(TASKS)
• a. Which places does the passage about the minesweeper Zeal name as the sites of its minesweeping operations in Korean waters? List every one.
• b. Write out the stretch of the passage about the minesweeper Zeal from "The minesweeper remained" through "on 15 November.", word for word.

(PASSAGE SHOWN)
+ + + + +
The minesweeper remained on the west coast until 19 May 1952 when she got underway for the western Pacific. After a stop at Pearl Harbor late in May, Zeal continued her voyage west and arrived in Sasebo on 18 June. On the 27th, she departed Sasebo for Korean waters and minesweeping operations near Wonsan, Hungnam, and Chongjin.

During those operations, she came under fire of enemy shore batteries several times but sustained no damage. In August, she participated in the rescue of 26 of crewmen of the after that tug had hit a mine and sunk. She served in the Korean combat zone until the fall of 1952. She departed Sasebo on 19 October and, after stops at Midway and Oahu, arrived in Long Beach, California, on 15 November.

For more than two years, Zeal conducted operations – almost exclusively training evolutions – out of Long Beach, San Diego, and other west coast ports.
+ + + + +
(RECORD SET)
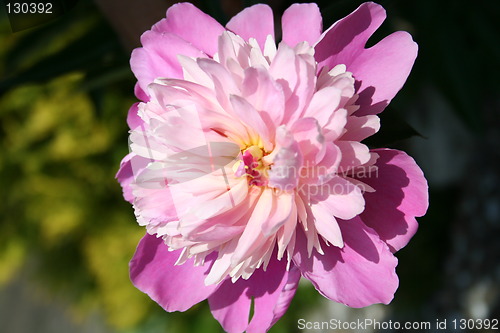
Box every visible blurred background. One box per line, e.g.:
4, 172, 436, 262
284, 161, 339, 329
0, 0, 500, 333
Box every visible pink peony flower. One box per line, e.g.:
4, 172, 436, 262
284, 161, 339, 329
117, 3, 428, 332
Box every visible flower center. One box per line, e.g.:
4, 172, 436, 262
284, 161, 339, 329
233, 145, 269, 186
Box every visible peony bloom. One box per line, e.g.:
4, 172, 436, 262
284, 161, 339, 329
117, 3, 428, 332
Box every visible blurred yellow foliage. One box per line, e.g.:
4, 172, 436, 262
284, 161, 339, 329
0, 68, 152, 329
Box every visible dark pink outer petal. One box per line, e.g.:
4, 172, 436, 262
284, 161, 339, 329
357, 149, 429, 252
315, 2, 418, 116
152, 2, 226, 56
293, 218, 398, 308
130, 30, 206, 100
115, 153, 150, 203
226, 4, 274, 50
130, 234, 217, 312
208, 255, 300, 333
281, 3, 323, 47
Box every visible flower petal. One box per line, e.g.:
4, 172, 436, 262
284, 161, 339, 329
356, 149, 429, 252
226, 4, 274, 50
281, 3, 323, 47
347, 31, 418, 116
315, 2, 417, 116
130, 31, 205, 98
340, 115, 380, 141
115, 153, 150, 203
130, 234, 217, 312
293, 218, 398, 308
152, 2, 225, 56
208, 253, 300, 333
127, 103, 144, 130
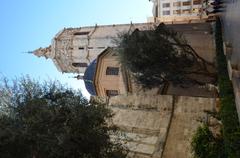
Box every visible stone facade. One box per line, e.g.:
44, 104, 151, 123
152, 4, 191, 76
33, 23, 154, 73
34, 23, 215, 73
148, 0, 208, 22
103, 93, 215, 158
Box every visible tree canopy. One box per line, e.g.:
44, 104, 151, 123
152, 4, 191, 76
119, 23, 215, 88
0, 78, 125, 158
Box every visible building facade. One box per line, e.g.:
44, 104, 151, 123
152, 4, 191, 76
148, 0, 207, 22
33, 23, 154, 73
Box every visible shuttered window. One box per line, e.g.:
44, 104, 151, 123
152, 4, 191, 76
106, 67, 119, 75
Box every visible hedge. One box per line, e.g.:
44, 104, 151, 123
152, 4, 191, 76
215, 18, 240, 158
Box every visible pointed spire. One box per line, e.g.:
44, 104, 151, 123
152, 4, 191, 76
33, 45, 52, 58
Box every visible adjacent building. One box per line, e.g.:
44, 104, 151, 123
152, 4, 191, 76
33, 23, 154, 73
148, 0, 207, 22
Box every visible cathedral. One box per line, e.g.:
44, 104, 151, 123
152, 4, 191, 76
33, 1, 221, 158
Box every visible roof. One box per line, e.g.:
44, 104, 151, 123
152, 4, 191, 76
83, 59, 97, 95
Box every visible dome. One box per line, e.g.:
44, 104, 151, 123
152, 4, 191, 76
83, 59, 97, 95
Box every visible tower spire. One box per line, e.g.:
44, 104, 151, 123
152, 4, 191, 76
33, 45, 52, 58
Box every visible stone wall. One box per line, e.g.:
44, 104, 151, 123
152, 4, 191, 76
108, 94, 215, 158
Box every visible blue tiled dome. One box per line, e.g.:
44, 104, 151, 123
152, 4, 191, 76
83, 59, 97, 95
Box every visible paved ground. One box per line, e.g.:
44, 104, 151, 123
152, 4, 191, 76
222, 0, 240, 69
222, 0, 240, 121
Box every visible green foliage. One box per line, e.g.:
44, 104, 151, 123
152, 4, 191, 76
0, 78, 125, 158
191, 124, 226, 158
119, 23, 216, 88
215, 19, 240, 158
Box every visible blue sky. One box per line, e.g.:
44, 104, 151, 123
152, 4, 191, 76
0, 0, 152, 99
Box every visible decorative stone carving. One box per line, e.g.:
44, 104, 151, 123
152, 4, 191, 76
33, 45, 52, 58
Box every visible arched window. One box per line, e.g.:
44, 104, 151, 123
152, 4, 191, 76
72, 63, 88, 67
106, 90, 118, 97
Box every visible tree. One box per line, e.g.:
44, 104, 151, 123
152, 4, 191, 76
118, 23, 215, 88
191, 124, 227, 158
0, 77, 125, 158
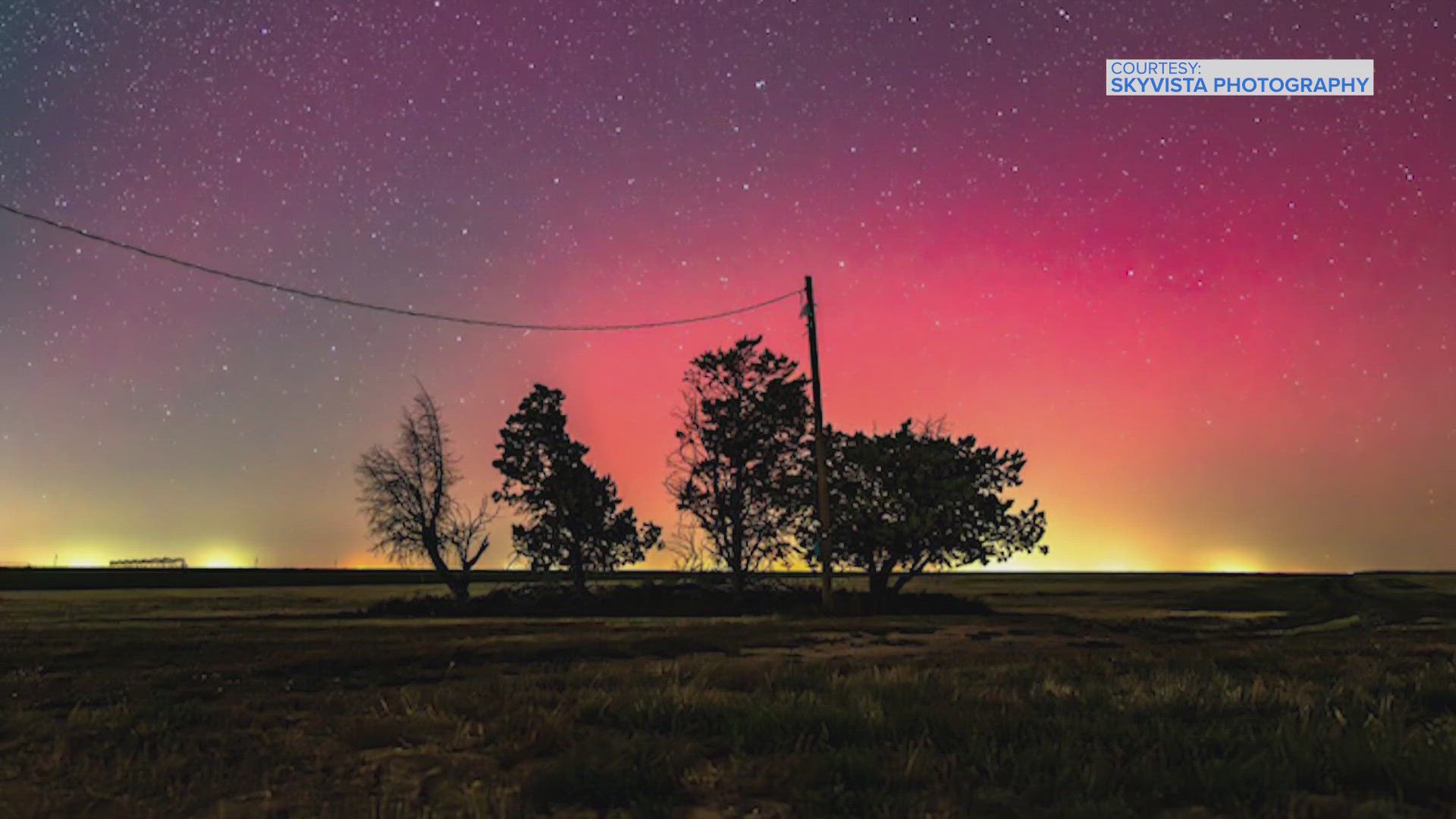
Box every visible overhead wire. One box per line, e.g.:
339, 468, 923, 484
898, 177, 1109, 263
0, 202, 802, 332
+ + + + +
(WRITTEN RESPONSES)
• a. Wonsan, Hungnam, Chongjin

• b.
The minesweeper remained on the west coast until 19 May 1952 when she got underway for the western Pacific. After a stop at Pearl Harbor late in May, Zeal continued her voyage west and arrived in Sasebo on 18 June. On the 27th, she departed Sasebo for Korean waters and minesweeping operations near Wonsan, Hungnam, and Chongjin.

During those operations, she came under fire of enemy shore batteries several times but sustained no damage. In August, she participated in the rescue of 26 of crewmen of the after that tug had hit a mine and sunk. She served in the Korean combat zone until the fall of 1952. She departed Sasebo on 19 October and, after stops at Midway and Oahu, arrived in Long Beach, California, on 15 November.